** start MATERIAL PROVIDED **

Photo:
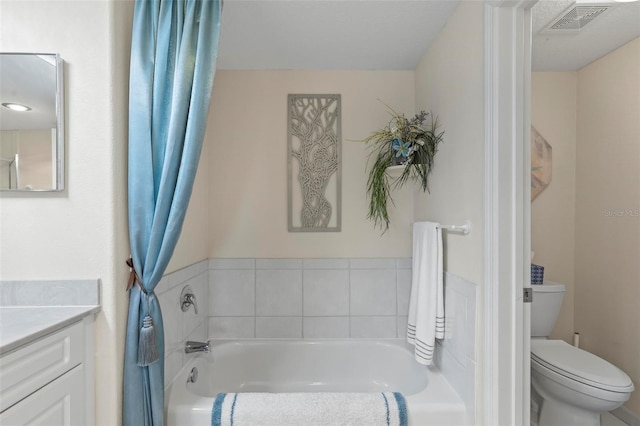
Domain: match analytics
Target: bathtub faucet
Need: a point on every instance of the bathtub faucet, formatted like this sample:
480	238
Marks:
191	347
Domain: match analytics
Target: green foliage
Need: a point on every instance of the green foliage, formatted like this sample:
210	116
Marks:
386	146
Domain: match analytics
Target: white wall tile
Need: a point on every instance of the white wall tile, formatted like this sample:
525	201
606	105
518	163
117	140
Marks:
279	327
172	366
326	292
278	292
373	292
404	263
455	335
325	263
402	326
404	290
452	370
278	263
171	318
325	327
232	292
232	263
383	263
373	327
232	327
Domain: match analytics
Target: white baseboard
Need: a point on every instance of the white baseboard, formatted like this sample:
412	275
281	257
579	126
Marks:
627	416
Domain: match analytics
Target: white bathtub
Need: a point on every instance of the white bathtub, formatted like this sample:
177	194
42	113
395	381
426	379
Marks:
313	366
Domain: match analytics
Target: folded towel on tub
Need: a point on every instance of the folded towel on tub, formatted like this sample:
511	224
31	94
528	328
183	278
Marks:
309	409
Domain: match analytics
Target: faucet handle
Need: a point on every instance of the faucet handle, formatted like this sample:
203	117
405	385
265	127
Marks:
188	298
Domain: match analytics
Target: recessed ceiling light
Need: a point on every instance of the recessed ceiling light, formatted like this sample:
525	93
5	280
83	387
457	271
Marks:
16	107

** end MATERIAL PROVIDED **

WRITTEN INSTRUCTION: Reproduce every record above exactly, but leave out the pictures.

TASK ANSWER:
Photo:
Domain: match analytics
Target: bathtub faucet
Need: a point on every instance of the bathtub faucet, formatted like this sample:
480	238
Marks:
191	347
Domain: match analytics
Target: green foliage
Need: a point on every instance of the green foliage, formatted like this sample:
210	116
Marks:
386	146
Domain: match analytics
Target: white wall tile
Need: a point on every instance of the white wall tile, formatted like this sample:
525	201
606	105
518	163
117	140
Marks:
279	327
172	366
326	292
278	292
373	292
404	263
455	335
325	263
402	326
404	290
452	370
278	263
171	318
325	327
232	292
232	263
383	263
373	327
232	327
Domain: match analytics
Target: white baseboard
Need: a point on every instance of the white baseboard, formatted like this sample:
412	275
281	257
579	126
Marks:
627	416
Domain: match analytics
Target: white bathtub
Need: a point on every instance of the white bathtub, formatted like this sample:
177	194
42	113
395	381
426	379
Marks:
313	366
Domain: match analytics
Target: folded towel on tub
Need: a point on every instance of the folded towel on tub, formatted like this sample:
511	224
31	94
528	328
183	278
Marks:
309	409
Domain: match analytics
Target: faucet handle
Need: a point on every instance of the faucet handle, formatted like this sample:
203	117
405	385
265	127
Marks:
188	298
Domain: match analytics
Target: recessed ceiling light
Need: a point on every instance of the recessed ceiling light, formatted like this sample:
525	93
5	280
83	387
457	271
Marks:
16	107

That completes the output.